GIVEN PROBLEM 1:
What was the paper deadline in the symposium announcement?

ARTICLE:

In Las Vegas, Nevada during BEA2017 on Sunday, April 23, 2017

Research Symposium Chair: Nicholas David Bowman (

Paper Deadline: December 1, 2016

From the first “interactive computer demonstrations” at MIT in the 1950s to the blockbuster Grand Theft Auto V in 2013 (the highest-selling packaged media product of all-time), video games have continually captured the public’s imagination and interest. Video games are credited with improving the skills of pilots and surgeons and encouraging murder and mayhem. The gaming industry’s revenues have continually exceeded the film industry, while debates rage as to whether games are toys or more serious forms of art. Games are celebrated for their ability to spark children’s emotions, and chided for corrupting their morals. Finally, games are regarded as social media technologies that encourage interaction, while also regarded as distractions from reality that result in social isolation.

In parallel with these interests is a growing field of scholarly study around video games. The Digital Games Research Association counts nearly six dozen academic journals devoted to games research, and both the National Communication Association and the International Communication Association have formed game studies divisions. The regulation of video games has been raised at state and federal levels in the United States and abroad, and as the medium (and the industry) continues to evolve, so does the academic and general public interests in the uses and effects of the medium.

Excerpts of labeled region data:
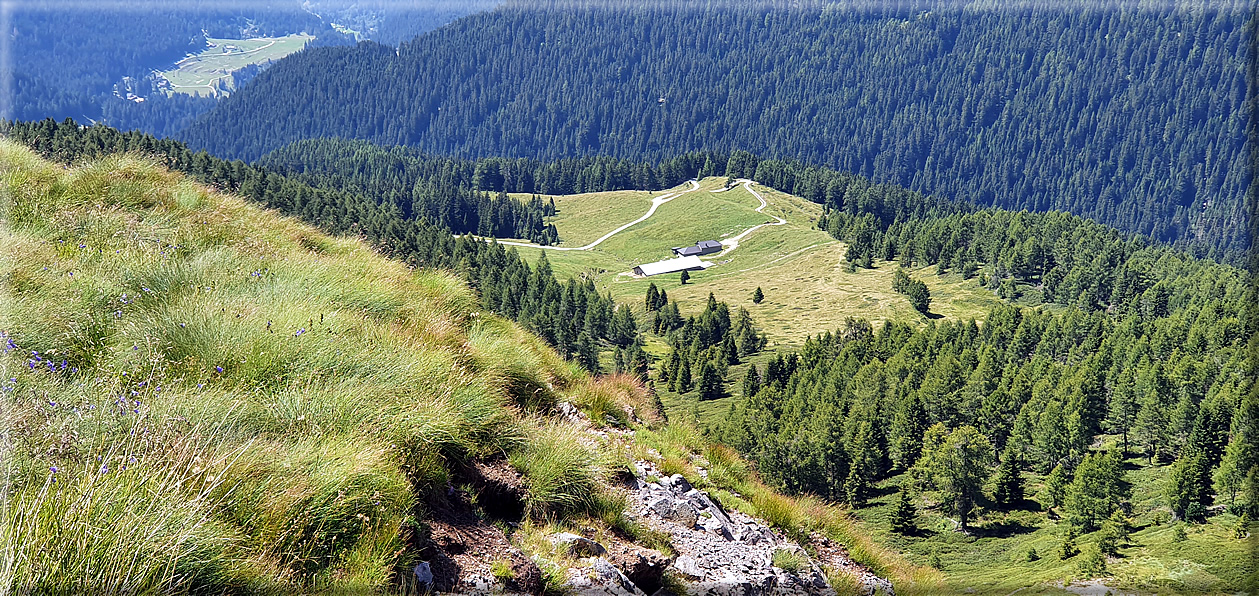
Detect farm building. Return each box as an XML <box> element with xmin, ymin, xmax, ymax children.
<box><xmin>633</xmin><ymin>255</ymin><xmax>708</xmax><ymax>277</ymax></box>
<box><xmin>674</xmin><ymin>241</ymin><xmax>721</xmax><ymax>257</ymax></box>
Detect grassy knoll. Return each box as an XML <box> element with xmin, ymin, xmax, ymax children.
<box><xmin>854</xmin><ymin>437</ymin><xmax>1255</xmax><ymax>595</ymax></box>
<box><xmin>159</xmin><ymin>33</ymin><xmax>315</xmax><ymax>96</ymax></box>
<box><xmin>520</xmin><ymin>178</ymin><xmax>998</xmax><ymax>347</ymax></box>
<box><xmin>0</xmin><ymin>140</ymin><xmax>939</xmax><ymax>593</ymax></box>
<box><xmin>0</xmin><ymin>141</ymin><xmax>609</xmax><ymax>593</ymax></box>
<box><xmin>511</xmin><ymin>186</ymin><xmax>659</xmax><ymax>247</ymax></box>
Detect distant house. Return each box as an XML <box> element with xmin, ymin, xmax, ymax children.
<box><xmin>674</xmin><ymin>241</ymin><xmax>721</xmax><ymax>257</ymax></box>
<box><xmin>633</xmin><ymin>255</ymin><xmax>709</xmax><ymax>277</ymax></box>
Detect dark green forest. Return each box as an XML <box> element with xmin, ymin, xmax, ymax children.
<box><xmin>181</xmin><ymin>3</ymin><xmax>1254</xmax><ymax>260</ymax></box>
<box><xmin>6</xmin><ymin>120</ymin><xmax>637</xmax><ymax>370</ymax></box>
<box><xmin>9</xmin><ymin>121</ymin><xmax>1259</xmax><ymax>556</ymax></box>
<box><xmin>9</xmin><ymin>3</ymin><xmax>353</xmax><ymax>128</ymax></box>
<box><xmin>5</xmin><ymin>0</ymin><xmax>488</xmax><ymax>136</ymax></box>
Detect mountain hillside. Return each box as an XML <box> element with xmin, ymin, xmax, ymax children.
<box><xmin>0</xmin><ymin>141</ymin><xmax>937</xmax><ymax>593</ymax></box>
<box><xmin>181</xmin><ymin>3</ymin><xmax>1249</xmax><ymax>257</ymax></box>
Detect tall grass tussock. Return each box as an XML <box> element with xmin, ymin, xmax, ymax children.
<box><xmin>0</xmin><ymin>141</ymin><xmax>606</xmax><ymax>593</ymax></box>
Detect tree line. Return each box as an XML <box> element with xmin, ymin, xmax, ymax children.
<box><xmin>180</xmin><ymin>1</ymin><xmax>1250</xmax><ymax>258</ymax></box>
<box><xmin>6</xmin><ymin>120</ymin><xmax>637</xmax><ymax>370</ymax></box>
<box><xmin>711</xmin><ymin>245</ymin><xmax>1259</xmax><ymax>530</ymax></box>
<box><xmin>646</xmin><ymin>284</ymin><xmax>767</xmax><ymax>401</ymax></box>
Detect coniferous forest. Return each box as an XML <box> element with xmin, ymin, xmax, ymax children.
<box><xmin>181</xmin><ymin>3</ymin><xmax>1253</xmax><ymax>260</ymax></box>
<box><xmin>10</xmin><ymin>121</ymin><xmax>1259</xmax><ymax>529</ymax></box>
<box><xmin>0</xmin><ymin>0</ymin><xmax>1259</xmax><ymax>595</ymax></box>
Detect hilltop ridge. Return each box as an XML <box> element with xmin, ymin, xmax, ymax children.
<box><xmin>0</xmin><ymin>141</ymin><xmax>935</xmax><ymax>593</ymax></box>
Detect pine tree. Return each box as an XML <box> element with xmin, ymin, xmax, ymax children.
<box><xmin>646</xmin><ymin>282</ymin><xmax>660</xmax><ymax>312</ymax></box>
<box><xmin>918</xmin><ymin>422</ymin><xmax>992</xmax><ymax>529</ymax></box>
<box><xmin>891</xmin><ymin>485</ymin><xmax>918</xmax><ymax>534</ymax></box>
<box><xmin>1063</xmin><ymin>452</ymin><xmax>1124</xmax><ymax>532</ymax></box>
<box><xmin>1075</xmin><ymin>544</ymin><xmax>1105</xmax><ymax>577</ymax></box>
<box><xmin>992</xmin><ymin>444</ymin><xmax>1024</xmax><ymax>508</ymax></box>
<box><xmin>1045</xmin><ymin>464</ymin><xmax>1071</xmax><ymax>509</ymax></box>
<box><xmin>743</xmin><ymin>364</ymin><xmax>760</xmax><ymax>397</ymax></box>
<box><xmin>674</xmin><ymin>358</ymin><xmax>691</xmax><ymax>393</ymax></box>
<box><xmin>1058</xmin><ymin>524</ymin><xmax>1080</xmax><ymax>561</ymax></box>
<box><xmin>699</xmin><ymin>360</ymin><xmax>725</xmax><ymax>401</ymax></box>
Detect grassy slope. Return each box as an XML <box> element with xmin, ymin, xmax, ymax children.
<box><xmin>0</xmin><ymin>140</ymin><xmax>939</xmax><ymax>593</ymax></box>
<box><xmin>0</xmin><ymin>142</ymin><xmax>590</xmax><ymax>591</ymax></box>
<box><xmin>517</xmin><ymin>178</ymin><xmax>1000</xmax><ymax>425</ymax></box>
<box><xmin>835</xmin><ymin>437</ymin><xmax>1255</xmax><ymax>593</ymax></box>
<box><xmin>508</xmin><ymin>179</ymin><xmax>1254</xmax><ymax>593</ymax></box>
<box><xmin>519</xmin><ymin>178</ymin><xmax>997</xmax><ymax>347</ymax></box>
<box><xmin>159</xmin><ymin>33</ymin><xmax>315</xmax><ymax>96</ymax></box>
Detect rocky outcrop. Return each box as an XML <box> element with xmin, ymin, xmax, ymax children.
<box><xmin>631</xmin><ymin>462</ymin><xmax>835</xmax><ymax>596</ymax></box>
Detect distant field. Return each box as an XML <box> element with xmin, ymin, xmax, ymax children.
<box><xmin>854</xmin><ymin>436</ymin><xmax>1254</xmax><ymax>595</ymax></box>
<box><xmin>159</xmin><ymin>33</ymin><xmax>315</xmax><ymax>96</ymax></box>
<box><xmin>508</xmin><ymin>173</ymin><xmax>1000</xmax><ymax>347</ymax></box>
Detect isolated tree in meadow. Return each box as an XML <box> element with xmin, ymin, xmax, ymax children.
<box><xmin>1045</xmin><ymin>464</ymin><xmax>1071</xmax><ymax>509</ymax></box>
<box><xmin>699</xmin><ymin>360</ymin><xmax>724</xmax><ymax>401</ymax></box>
<box><xmin>607</xmin><ymin>306</ymin><xmax>638</xmax><ymax>348</ymax></box>
<box><xmin>646</xmin><ymin>282</ymin><xmax>660</xmax><ymax>312</ymax></box>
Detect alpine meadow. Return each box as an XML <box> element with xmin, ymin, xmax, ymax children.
<box><xmin>0</xmin><ymin>0</ymin><xmax>1259</xmax><ymax>596</ymax></box>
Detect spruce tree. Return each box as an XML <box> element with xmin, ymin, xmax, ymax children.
<box><xmin>1058</xmin><ymin>524</ymin><xmax>1080</xmax><ymax>561</ymax></box>
<box><xmin>699</xmin><ymin>360</ymin><xmax>724</xmax><ymax>401</ymax></box>
<box><xmin>646</xmin><ymin>282</ymin><xmax>660</xmax><ymax>312</ymax></box>
<box><xmin>743</xmin><ymin>364</ymin><xmax>760</xmax><ymax>397</ymax></box>
<box><xmin>992</xmin><ymin>444</ymin><xmax>1024</xmax><ymax>508</ymax></box>
<box><xmin>891</xmin><ymin>485</ymin><xmax>918</xmax><ymax>534</ymax></box>
<box><xmin>674</xmin><ymin>358</ymin><xmax>691</xmax><ymax>393</ymax></box>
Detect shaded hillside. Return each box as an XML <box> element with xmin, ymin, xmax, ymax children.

GIVEN PROBLEM 2:
Set out as a numbered list everything in the listing from the line containing "Detect distant field." down to the end of the listing, leaving out blank lines.

REPLY 1:
December 1, 2016.

REPLY 2:
1. Detect distant field. Return each box as an XML <box> element with xmin, ymin, xmax, ymax children.
2. <box><xmin>854</xmin><ymin>436</ymin><xmax>1254</xmax><ymax>595</ymax></box>
3. <box><xmin>159</xmin><ymin>33</ymin><xmax>315</xmax><ymax>96</ymax></box>
4. <box><xmin>508</xmin><ymin>173</ymin><xmax>1000</xmax><ymax>347</ymax></box>
5. Detect isolated tree in meadow. Return each box as an XML <box> element with xmin, ymin, xmax, ymax children.
6. <box><xmin>1045</xmin><ymin>464</ymin><xmax>1071</xmax><ymax>509</ymax></box>
7. <box><xmin>699</xmin><ymin>360</ymin><xmax>724</xmax><ymax>401</ymax></box>
8. <box><xmin>607</xmin><ymin>306</ymin><xmax>638</xmax><ymax>348</ymax></box>
9. <box><xmin>646</xmin><ymin>282</ymin><xmax>660</xmax><ymax>312</ymax></box>
10. Detect alpine meadow. Return each box as an XML <box> element with xmin, ymin, xmax, ymax children.
11. <box><xmin>0</xmin><ymin>0</ymin><xmax>1259</xmax><ymax>596</ymax></box>
12. Detect spruce tree. Return each box as an XML <box> element with xmin, ymin, xmax, ymax children.
13. <box><xmin>1058</xmin><ymin>524</ymin><xmax>1080</xmax><ymax>561</ymax></box>
14. <box><xmin>699</xmin><ymin>360</ymin><xmax>724</xmax><ymax>401</ymax></box>
15. <box><xmin>646</xmin><ymin>282</ymin><xmax>660</xmax><ymax>312</ymax></box>
16. <box><xmin>743</xmin><ymin>364</ymin><xmax>760</xmax><ymax>397</ymax></box>
17. <box><xmin>992</xmin><ymin>444</ymin><xmax>1024</xmax><ymax>508</ymax></box>
18. <box><xmin>891</xmin><ymin>485</ymin><xmax>918</xmax><ymax>534</ymax></box>
19. <box><xmin>674</xmin><ymin>358</ymin><xmax>691</xmax><ymax>393</ymax></box>
20. Detect shaded hillside. Return each box as an XML <box> element with xmin, ymin, xmax, ymax children.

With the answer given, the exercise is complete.